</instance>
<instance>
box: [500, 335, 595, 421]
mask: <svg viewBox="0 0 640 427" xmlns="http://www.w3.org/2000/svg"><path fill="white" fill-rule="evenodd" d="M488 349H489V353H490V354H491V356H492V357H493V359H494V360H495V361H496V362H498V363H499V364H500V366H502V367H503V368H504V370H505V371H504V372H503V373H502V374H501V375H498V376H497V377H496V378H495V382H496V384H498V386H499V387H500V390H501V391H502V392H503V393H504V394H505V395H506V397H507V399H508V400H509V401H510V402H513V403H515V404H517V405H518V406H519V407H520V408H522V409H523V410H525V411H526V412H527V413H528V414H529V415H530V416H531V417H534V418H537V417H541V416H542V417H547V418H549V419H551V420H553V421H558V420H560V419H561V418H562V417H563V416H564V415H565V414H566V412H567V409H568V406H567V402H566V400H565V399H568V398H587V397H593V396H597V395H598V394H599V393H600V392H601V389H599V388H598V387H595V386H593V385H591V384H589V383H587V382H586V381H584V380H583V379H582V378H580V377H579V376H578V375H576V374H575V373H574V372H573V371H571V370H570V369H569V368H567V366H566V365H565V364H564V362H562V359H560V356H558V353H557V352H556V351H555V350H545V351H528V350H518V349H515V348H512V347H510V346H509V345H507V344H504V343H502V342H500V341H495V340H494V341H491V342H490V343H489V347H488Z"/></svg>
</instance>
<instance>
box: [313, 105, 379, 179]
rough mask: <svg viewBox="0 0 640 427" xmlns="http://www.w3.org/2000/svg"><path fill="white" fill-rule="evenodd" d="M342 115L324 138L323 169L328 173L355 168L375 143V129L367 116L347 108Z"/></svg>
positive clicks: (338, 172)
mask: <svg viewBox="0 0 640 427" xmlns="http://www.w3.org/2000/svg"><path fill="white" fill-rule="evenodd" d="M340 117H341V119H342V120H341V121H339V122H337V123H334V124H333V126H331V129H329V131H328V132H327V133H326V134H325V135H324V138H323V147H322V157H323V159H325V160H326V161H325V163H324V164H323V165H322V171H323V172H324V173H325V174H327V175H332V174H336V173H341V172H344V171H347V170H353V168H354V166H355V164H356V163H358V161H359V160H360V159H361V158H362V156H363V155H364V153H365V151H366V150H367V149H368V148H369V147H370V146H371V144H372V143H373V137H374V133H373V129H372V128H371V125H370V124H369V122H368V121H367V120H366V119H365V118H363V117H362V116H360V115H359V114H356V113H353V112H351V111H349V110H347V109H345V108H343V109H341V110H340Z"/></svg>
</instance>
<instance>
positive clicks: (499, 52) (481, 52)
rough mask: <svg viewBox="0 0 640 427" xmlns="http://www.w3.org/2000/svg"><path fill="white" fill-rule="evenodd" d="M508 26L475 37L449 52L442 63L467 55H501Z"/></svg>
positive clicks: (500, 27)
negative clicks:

• • • • • • •

→ **What this task involves**: In your answer, repeat each of the records exactly.

→ **Worked solution**:
</instance>
<instance>
box: [500, 335, 595, 421]
mask: <svg viewBox="0 0 640 427" xmlns="http://www.w3.org/2000/svg"><path fill="white" fill-rule="evenodd" d="M488 349H489V353H490V354H491V356H492V357H493V359H494V360H495V361H496V362H498V363H499V364H500V366H502V367H503V368H504V370H505V371H504V372H503V373H502V374H501V375H498V376H497V377H496V378H495V382H496V384H498V386H499V387H500V390H501V391H502V392H503V393H504V394H505V395H506V397H507V399H508V400H509V401H510V402H513V403H515V404H517V405H518V406H519V407H520V408H522V409H523V410H525V411H526V412H527V413H528V414H529V415H530V416H531V417H534V418H537V417H541V416H542V417H547V418H549V419H551V420H553V421H558V420H560V419H561V418H562V417H563V416H564V415H565V414H566V412H567V409H568V406H567V402H566V400H565V399H568V398H587V397H593V396H597V395H598V394H599V393H600V392H601V389H599V388H598V387H595V386H593V385H591V384H589V383H587V382H586V381H584V380H583V379H582V378H580V377H579V376H578V375H576V374H575V373H574V372H573V371H571V370H570V369H569V368H567V366H566V365H565V364H564V362H562V359H560V356H558V353H557V352H556V351H555V350H545V351H528V350H518V349H515V348H512V347H510V346H509V345H507V344H504V343H502V342H500V341H495V340H494V341H491V342H490V343H489V347H488Z"/></svg>
</instance>
<instance>
box: [313, 105, 379, 179]
rough mask: <svg viewBox="0 0 640 427" xmlns="http://www.w3.org/2000/svg"><path fill="white" fill-rule="evenodd" d="M342 115L324 138L323 169L328 173L355 168L375 143V129L367 116L347 108Z"/></svg>
positive clicks: (338, 172)
mask: <svg viewBox="0 0 640 427" xmlns="http://www.w3.org/2000/svg"><path fill="white" fill-rule="evenodd" d="M340 117H341V119H342V120H341V121H339V122H337V123H334V124H333V126H331V129H329V131H328V132H327V133H326V134H325V135H324V138H323V147H322V157H323V159H325V160H326V161H325V163H324V164H323V165H322V171H323V172H324V173H325V174H327V175H332V174H336V173H341V172H344V171H347V170H353V168H354V166H355V164H356V163H358V161H359V160H360V159H361V158H362V156H363V155H364V153H365V151H366V150H367V149H368V148H369V147H370V146H371V144H372V143H373V137H374V133H373V129H372V128H371V125H370V124H369V122H368V121H367V120H366V119H365V118H363V117H362V116H360V115H359V114H356V113H353V112H351V111H349V110H347V109H345V108H343V109H341V110H340Z"/></svg>
</instance>
<instance>
positive clicks: (499, 52) (481, 52)
rough mask: <svg viewBox="0 0 640 427" xmlns="http://www.w3.org/2000/svg"><path fill="white" fill-rule="evenodd" d="M508 26L475 37L449 52L442 63L467 55H501Z"/></svg>
positive clicks: (500, 27)
negative clicks:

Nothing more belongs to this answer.